DOCUMENT SECTION
|---|

7

I am trying to do something very simple and I'm having some very stupid struggles. I think it must have to do with a fundamental misunderstanding of what spark is doing. I would greatly appreciate any help or explanation.

I have a very large (~3 TB, ~300MM rows, 25k partitions) table, saved as parquet in s3, and I would like to give someone a tiny sample of it as a single parquet file. Unfortunately, this is taking forever to finish and I don't understand why. I have tried the following:

tiny = spark.sql("SELECT * FROM db.big_table LIMIT 500")
tiny.coalesce(1).write.saveAsTable("db.tiny_table")

and then when that didn't work I tried this, which I thought should be the same, but I wasn't sure. (I added the print's in an effort to debug.)

tiny = spark.table("db.big_table").limit(500).coalesce(1)
print(tiny.count())
print(tiny.show(10))
tiny.write.saveAsTable("db.tiny_table")

When I watch the Yarn UI, both print statements and the write are using 25k mappers. The count took 3 mins, the show took 25 mins, and the write took ~40 mins, although it finally did write the single file table I was looking for.

It seems to me like the first line should take the top 500 rows and coalesce them to a single partition, and then the other lines should happen extremely fast (on a single mapper/reducer). Can anyone see what I'm doing wrong here? I've been told maybe I should use sample instead of limit but as I understand it limit should be much faster. Is that right?

Thanks in advance for any thoughts!

seth127
  • 2,594
  • 5
  • 30
  • 43
  • 1
    Could you check in plan "LIMIT 500" is pushed to table ? – Karthick Sep 06 '18 at 19:46
  • @Karthick Both `spark.sql` and dataframes (e.g. `.limit(500)`) are optimised by the same engine, so shouldn’t be an issue? – dijksterhuis Sep 07 '18 at 07:35
  • I am not concerned over spark.sql and dataframes optimized by same engine, there is no reason read took too long to get 500 records. quick spot on plan in spark ui when it was running will get some direction ( limit applied and only 500 records is what flowing out of table and what is the numpartition on that - parallelism parameter where i expect it to be '1') is what my thought. – Karthick Sep 07 '18 at 08:05

2 Answers2

10

I’ll approach the print functions issue first, as it’s something fundamental to understanding spark. Then limit vs sample. Then repartition vs coalesce.

The reasons the print functions take so long in this manner is because coalesce is a lazy transformation. Most transformations in spark are lazy and do not get evaluated until an action gets called.

Actions are things that do stuff and (mostly) dont return a new dataframe as a result. Like count, show. They return a number, and some data, whereas coalesce returns a dataframe with 1 partition (sort of, see below).

What is happening is that you are rerunning the sql query and the coalesce call each time you call an action on the tiny dataframe. That’s why they are using the 25k mappers for each call.

To save time, add the .cache() method to the first line (for your print code anyway).

Then the data frame transformations are actually executed on your first line and the result persisted in memory on your spark nodes.

This won’t have any impact on the initial query time for the first line, but at least you’re not running that query 2 more times because the result has been cached, and the actions can then use that cached result.

To remove it from memory, use the .unpersist() method.

Now for the actual query youre trying to do...

It really depends on how your data is partitioned. As in, is it partitioned on specific fields etc...

You mentioned it in your question, but sample might the right way to go.

Why is this?

|---|

DATASET RECORDS

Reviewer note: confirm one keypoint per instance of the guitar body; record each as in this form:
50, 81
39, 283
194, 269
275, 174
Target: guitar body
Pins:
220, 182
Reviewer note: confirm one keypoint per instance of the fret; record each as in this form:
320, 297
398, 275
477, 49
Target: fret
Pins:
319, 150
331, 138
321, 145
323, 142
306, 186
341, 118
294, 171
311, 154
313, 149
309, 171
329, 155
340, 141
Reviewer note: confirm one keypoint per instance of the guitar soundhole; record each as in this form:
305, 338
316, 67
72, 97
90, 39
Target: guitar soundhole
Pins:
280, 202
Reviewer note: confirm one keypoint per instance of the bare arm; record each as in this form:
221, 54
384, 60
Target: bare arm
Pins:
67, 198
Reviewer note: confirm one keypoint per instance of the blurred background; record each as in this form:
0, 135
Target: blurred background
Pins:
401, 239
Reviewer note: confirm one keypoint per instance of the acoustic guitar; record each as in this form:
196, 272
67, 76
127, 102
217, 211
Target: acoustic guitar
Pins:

|---|

Reproduce the part of the Spark forum thread that begins at the words "print(tiny.count())" and stops after the words "Is that right?".

RIGHT ANSWER
print(tiny.count())
print(tiny.show(10))
tiny.write.saveAsTable("db.tiny_table")

When I watch the Yarn UI, both print statements and the write are using 25k mappers. The count took 3 mins, the show took 25 mins, and the write took ~40 mins, although it finally did write the single file table I was looking for.

It seems to me like the first line should take the top 500 rows and coalesce them to a single partition, and then the other lines should happen extremely fast (on a single mapper/reducer). Can anyone see what I'm doing wrong here? I've been told maybe I should use sample instead of limit but as I understand it limit should be much faster. Is that right?